* [Given task 1]:
In the point cloud write-up, where was the data published and visualized?
* [Given task 2]:
Write the next part of the point cloud reconstruction write-up, picking up after its final sentence.

* [Given passage]:
This gif demonstrates the visualization of our 3D point cloud created from the two views. We can see immediately that the color palette closely resembles the palette from the two views. There seems to be a purple-ish plane where the brick wall is, a brown-ish cluster where the fountain is, some blue-ish points scattered across where the adjacent walls are, and a few different colors where the small statue and the crest are. As we rotate the view around, we can clearly see that we’ve managed to reconstruct the wall behind the fountain as a plane, and we can even see part of the corner between the brick wall and the adjacent walls. We can also clearly see that the brown points have taken the general shape of the fountain, with a rounded bottom section and an upper section that protrudes out of the wall. We can see that there are a few outlier points that don’t seem to fit with anything in the images, so our reconstruction does need some touching up to be more accurate, but overall it captures the scene we were trying to recreate quite well.

This gif demonstrates the visualization of our 3D point cloud along with two sets of axes representing where our algorithm has determined the camera was when each view was taken. Each colored axis in one set corresponds to the same colored axis in the other set. We see that our blue axis points directly to our point cloud, which means this must be the direction that the camera was facing when each picture was taken. We also see green axes seem to point down and the red axes seem parallel to the ground. This is consistent with what we see in the images, since neither view seems rotated relative to the ground. From one set of axes to the next, we see only a slight rotation, and a small translation, which again, is consistent with our images. The two views look almost identical until we take a closer look at the left and right edges, and realize that the second is shifted slightly to the right. Overall, these camera positions are quite consistent with our images, meaning that along with generating a point cloud, we also estimated the relative motion of the camera in between the two views.

All of this data was published to ROS and visualized in RVIZ

We chose to use C++ instead of python due to runtime considerations since we had originally envisioned creating a node that could localize a robot solely based on the camera feed, which would work optimally if the code was quick enough to keep up with the robot’s movements. We also wanted to get more experience writing in C++, and the text we were following had examples in C++ which helped to facilitate that. Ultimately, since we primarily relied on libraries to do the low-level computing, our runtime with the current implementation probably wouldn't change much had we written it with Python or C++. In any case, it was a good learning experience to write it with C++, but it was probably unnecessary from a design standpoint.

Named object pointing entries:
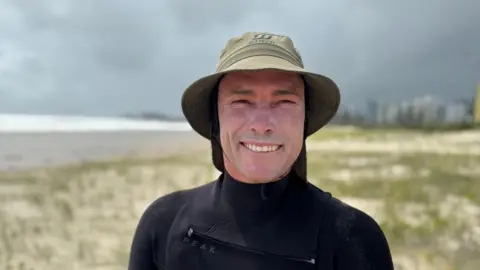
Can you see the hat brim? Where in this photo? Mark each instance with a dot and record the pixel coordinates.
(324, 95)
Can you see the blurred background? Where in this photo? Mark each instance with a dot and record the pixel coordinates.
(91, 129)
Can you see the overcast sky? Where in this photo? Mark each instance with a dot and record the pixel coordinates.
(106, 57)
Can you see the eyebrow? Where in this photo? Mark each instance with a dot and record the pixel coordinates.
(280, 92)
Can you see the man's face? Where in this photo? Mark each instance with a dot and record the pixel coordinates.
(261, 115)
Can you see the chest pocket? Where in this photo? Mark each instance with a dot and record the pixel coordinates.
(200, 251)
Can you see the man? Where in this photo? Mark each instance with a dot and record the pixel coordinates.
(261, 213)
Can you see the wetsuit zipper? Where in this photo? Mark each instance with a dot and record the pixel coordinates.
(191, 232)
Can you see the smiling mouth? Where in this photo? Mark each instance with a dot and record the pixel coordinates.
(261, 148)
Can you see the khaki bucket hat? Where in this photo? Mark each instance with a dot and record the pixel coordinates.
(259, 51)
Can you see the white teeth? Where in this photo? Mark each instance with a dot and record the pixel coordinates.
(257, 148)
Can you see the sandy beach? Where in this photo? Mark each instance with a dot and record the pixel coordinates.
(422, 188)
(21, 151)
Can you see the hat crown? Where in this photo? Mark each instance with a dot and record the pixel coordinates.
(250, 43)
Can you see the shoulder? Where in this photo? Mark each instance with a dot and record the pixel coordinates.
(358, 240)
(164, 209)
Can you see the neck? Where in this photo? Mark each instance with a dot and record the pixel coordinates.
(253, 199)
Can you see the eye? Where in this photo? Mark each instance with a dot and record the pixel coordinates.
(241, 101)
(286, 101)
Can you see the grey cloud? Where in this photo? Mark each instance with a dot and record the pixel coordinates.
(110, 57)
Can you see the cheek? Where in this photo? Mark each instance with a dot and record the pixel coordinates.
(230, 122)
(291, 121)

* [Result 1]:
It was published to ROS and visualized in RVIZ.

* [Result 2]:
On the code structure side of things, our code makes basic use of functions and runs top-down through the different steps listed in the algorithm section. To display our visualizations, we incorporated additional ROS publishers as necessary to display the colored pointcloud and annotated epilines/keypoints image in RVIZ. While manageable for a project of this size, our structure could be improved with an object-oriented structure with some of the more gritty details of the visualization code moved to a separate file. We could also improve it by incorporating ROS parameters to replace the hard-coded numerical parameters and image paths.

Although we didn't get around to implementing it, we did take a good look at what it would take to get a multi-view reconstruction up and running and thought it'd be worth documenting it here for posterity's sake.

At first glance, moving from 2-view to multi-view reconstruction seems relatively straightforward - just take the 2 most recent frames, get the keypoint matches from the two, and add them to the existing pointcloud. However, in practice, this wouldn't work due to issues with scaling - right now, we can only judge the relative scale of the camera motions and the pointclouds, which meant that if we implemented multi-view reconstruction using the proposed method the scaling of the output would vary wildly frame-by-frame, leading to a result that would be unusable for both reconstruction and odometry.

To help fix the relative scaling issue frame-by-frame, we would need to change how we are saving the pointcloud. Right now, we're only saving the 3D data of the individual points, but if we were to move forward with multi-view reconstruction, we'd need to give each point a "metadata" of sorts that tells us what frame we saw it in, and the unique index of the keypoint feature that was used to generate the point.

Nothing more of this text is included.